### Text
::::

When I first connected with Lubanzi, this is the wine that most intrigued me. With a vast array of Rhône wines available to me here in California (and, it seems, that number is increasing based on this year’s Rhône Ranger event), I was quite eager to taste what a South African expression of this French tradition would taste like. Unlike where California’s Rhône grape varieties are planted, there’s not much similar between the soil and the climate between South Africa’s Western Cape and the French Rhône Valley. Though most texts will tell you that this western pocket of Africa does “enjoy a Mediterranean climate,” I would go ahead and edit that to “a Mediterranean-like” climate, as the combination of ocean, dessert, and mountainscape, creates quite a unique terroir situation and, thus, interesting Rhône interpretations.
Read more about South Africa’s wine regions and the Lubanzi story.
About the Wine: The Lubanzi 2015 Rhône Red Blend is made from 46% Shiraz, 20% Mourvedre, 31% Cinsault, and 3% Grenache harvested from various vineyards in the W.O. Coastal Region.
The components ferment separately, completing maloactic fermentation. The final blend is created right before bottling.
Flavor Profile: Out of the bottle the Lubanzi 2015 Rhône Red Blend has an intense aroma of gamey meat meets a brambly berry bush. The wine pours voluptuously, like a waterfall of freshly drawn blood, settling into a royal purple-red hue in the glass. Tilt the glass: the wine is nearly see-through except for one, mysterious pocket of darkness in the very center.

::::

### Instruction A
From the wine review, list each grape variety that goes into the Lubanzi 2015 Rhône Red Blend.
### Instruction B
Translate this sentence from the wine review into Spanish: "The final blend is created right before bottling."
### Instruction C
Continue the wine review from the point where it stops.

::::

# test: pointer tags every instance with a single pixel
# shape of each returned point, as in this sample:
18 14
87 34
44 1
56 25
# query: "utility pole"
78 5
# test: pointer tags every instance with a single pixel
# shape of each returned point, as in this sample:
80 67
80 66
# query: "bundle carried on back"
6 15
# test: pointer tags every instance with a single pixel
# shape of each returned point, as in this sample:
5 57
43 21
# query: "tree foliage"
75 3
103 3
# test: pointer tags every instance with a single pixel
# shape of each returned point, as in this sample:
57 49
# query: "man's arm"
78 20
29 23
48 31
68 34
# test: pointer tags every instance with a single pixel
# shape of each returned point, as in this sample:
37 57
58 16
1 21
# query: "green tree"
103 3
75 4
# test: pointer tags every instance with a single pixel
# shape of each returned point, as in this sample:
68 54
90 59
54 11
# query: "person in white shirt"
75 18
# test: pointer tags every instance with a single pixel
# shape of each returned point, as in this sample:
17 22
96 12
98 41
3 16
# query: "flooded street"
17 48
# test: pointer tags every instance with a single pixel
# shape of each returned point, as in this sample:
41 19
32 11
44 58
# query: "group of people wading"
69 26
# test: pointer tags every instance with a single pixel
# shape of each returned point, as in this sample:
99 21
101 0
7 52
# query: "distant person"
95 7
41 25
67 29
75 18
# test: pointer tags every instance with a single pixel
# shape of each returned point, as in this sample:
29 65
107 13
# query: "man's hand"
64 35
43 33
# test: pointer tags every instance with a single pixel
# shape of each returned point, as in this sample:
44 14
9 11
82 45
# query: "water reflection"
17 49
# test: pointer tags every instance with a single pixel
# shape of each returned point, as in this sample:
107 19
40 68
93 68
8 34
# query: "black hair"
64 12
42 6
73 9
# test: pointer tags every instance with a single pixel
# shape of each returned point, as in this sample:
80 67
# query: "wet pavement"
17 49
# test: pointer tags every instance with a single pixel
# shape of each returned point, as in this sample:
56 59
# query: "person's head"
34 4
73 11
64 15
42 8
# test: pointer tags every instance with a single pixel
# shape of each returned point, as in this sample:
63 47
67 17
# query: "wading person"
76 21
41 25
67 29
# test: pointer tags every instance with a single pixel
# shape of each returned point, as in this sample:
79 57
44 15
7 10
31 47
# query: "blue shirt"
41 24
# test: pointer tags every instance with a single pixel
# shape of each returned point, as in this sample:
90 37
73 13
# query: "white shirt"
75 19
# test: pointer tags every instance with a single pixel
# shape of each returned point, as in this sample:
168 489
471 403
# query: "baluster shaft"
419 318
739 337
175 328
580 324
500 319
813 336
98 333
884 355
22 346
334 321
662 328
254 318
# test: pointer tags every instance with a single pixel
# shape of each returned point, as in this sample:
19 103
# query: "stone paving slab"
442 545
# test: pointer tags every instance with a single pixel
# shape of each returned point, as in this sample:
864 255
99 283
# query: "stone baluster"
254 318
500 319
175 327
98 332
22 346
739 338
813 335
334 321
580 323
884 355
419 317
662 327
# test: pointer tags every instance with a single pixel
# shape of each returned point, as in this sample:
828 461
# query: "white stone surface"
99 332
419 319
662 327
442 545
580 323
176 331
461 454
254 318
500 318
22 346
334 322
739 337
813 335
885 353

::::

### Result A
Shiraz
Mourvedre
Cinsault
Grenache

### Result B
La mezcla final se crea justo antes del embotellado.

### Result C
Deep breath in and there’s an umami-berry scent, as if overripe strawberries, still attached to the branches, have fallen to the dirty ground. Swirl and a sea-salt air freshness comes alive, brightening the aromas: cranberries along with thick leafy herbs like lime leaves, lemongrass, and something grassy, with just a hint of mint in the background.
The initial palate of the Lubanzi 2015 Rhône Red Blend is quite shy, boxy, a bit closed off, the texture tacky. Let this wine open up — just 10 minutes will do — and find that cran-grape juice in the background. But this wine is all about the earth — the dusty earth reminiscent of a bushwalk on a summers night: there’s coolness found in those berries on the bush, but you have to search for them in the setting sunlight of the wilderness.
The tannins here are serious business coming in about a quarter to halfway through the tasting, while the acid doesn’t come until the very end. When it does, it clears up the tannic texture, leading to a clean, warm finish.
Food Pairing: I paired the Lubanzi 2015 Rhône Red Blend with an herb-crusted lamb, roasted beetroot salad, and greek-yogurt sauce. This wine calls for a gamey meet for certain — something with an innate juiciness that will cut through those hearty tannins. Meanwhile the beetroot, with its bit of sweetness, pulled out the fresh fruits in the wine. And of course the herbs as well as the salad greens perfectly complemented the grassy earthiness that I just loved with every sip.
I asked Walker what he likes to eat with this. Here’s what he had to say:
“My answer to this is always to give both these wines a go with Cape Malay cuisine, because it’s exciting and its food we don’t come across often in America. Cape Malay, as the name implies, is a fusion of the traditional South African essence (specifically from the Western Cape/Cape Town) with Eastern Malaysian influences. It’s 300-some years old and unique to the Western Cape, and it is so creative and diverse in flavor, and because of its heritage, lots of recipes are passed down from generation to generation. My personal favorite is a traditional dish called Bobotie.”
More Info: I received the Lubanzi 2015 Rhône Red Blend as a sample for review. (Cheers Brian and Walker!) For more information about prices and how to acquire this South-African Rhône-style blend, please visit the Lubanzi website.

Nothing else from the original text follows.